[Start of TEXT SECTION]

Last week I was invited to take part in a BBC Radio Gloucestershire debate on the new two year linear A Levels. Essentially, a ‘false binary’ dichotomy was set up by the BBC producer with another Head arguing against my viewpoint. We both came to the same conclusion that some coursework was still good and we will need to wait to see how these A Levels work out. I also made the point that we need to prepare our young people for a global jobs market and we do need to expose them to testing, but that bit is about how much we put pressure on our young people with factors like the sheer number and hours of exams.
I have been trying to work out, in this context, what I think of Lucy Crehan’s book “Cleverlands” as she looks at the five perceived global educational success stories of Finland, Japan, Singapore, Shanghai and Canada. Having worked with these countries a lot in global education I have found myself at odds with some of her conclusions, in particular from what I know of my collaboration with colleagues in Finland, for example. The Finns believe their greatest challenge is to avoid the temptation to rest on their laurels of PISA and their structural reforms in education of decades ago. As a consequence, they are going to take a risk and design a more fluid curriculum, less based on traditional subjects, but rather based on the skills associated with creative, digital and global learning and critical thinking. I worked extensively with schools in Singapore about 10 years ago. The drive for these schools and educators was finding ways to bring more arts into their curriculum, and I remember standing in Tintern Abbey one Saturday with a whole group of Singaporean teachers reading Wordsworth’s famous poem and discussing methods to include more creative poetry and drama in their curriculum, rather than just literacy skills.

[End of TEXT SECTION]

WHAT YOU NEED TO DO:
a. Answer these questions using the education passage:
(i) Which radio station held the debate on the new two year linear A Levels?
(ii) Which five places does the book "Cleverlands" examine?
(iii) Where did the group of Singaporean teachers read Wordsworth's poem?
b. Duplicate the education passage word for word from "Last week I" to "hours of exams.".

[Start of LISTED RECORDS]

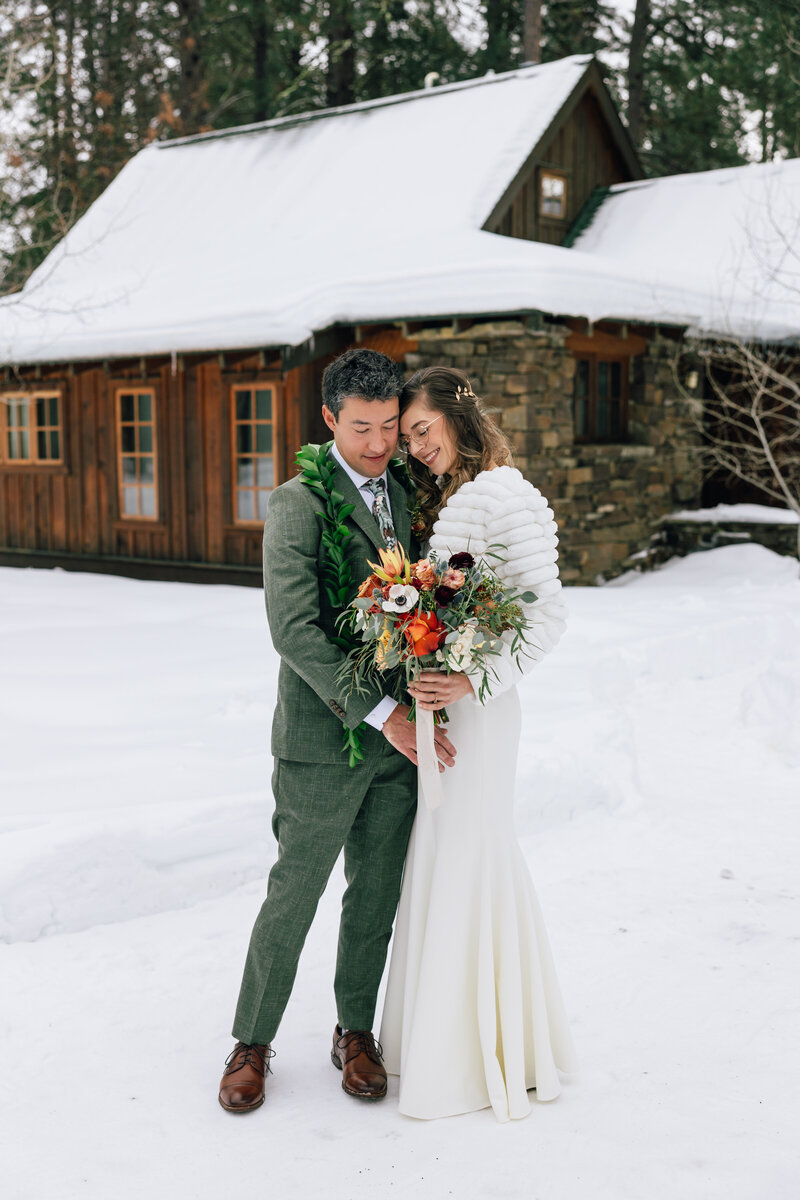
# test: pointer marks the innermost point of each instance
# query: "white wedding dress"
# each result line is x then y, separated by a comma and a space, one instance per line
474, 1014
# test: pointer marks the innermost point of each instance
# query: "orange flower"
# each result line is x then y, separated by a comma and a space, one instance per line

[End of LISTED RECORDS]

RESPONSES TO THE TASKS:
a.
(i) BBC Radio Gloucestershire
(ii) Finland, Japan, Singapore, Shanghai and Canada
(iii) Tintern Abbey

b.
Last week I was invited to take part in a BBC Radio Gloucestershire debate on the new two year linear A Levels. Essentially, a ‘false binary’ dichotomy was set up by the BBC producer with another Head arguing against my viewpoint. We both came to the same conclusion that some coursework was still good and we will need to wait to see how these A Levels work out. I also made the point that we need to prepare our young people for a global jobs market and we do need to expose them to testing, but that bit is about how much we put pressure on our young people with factors like the sheer number and hours of exams.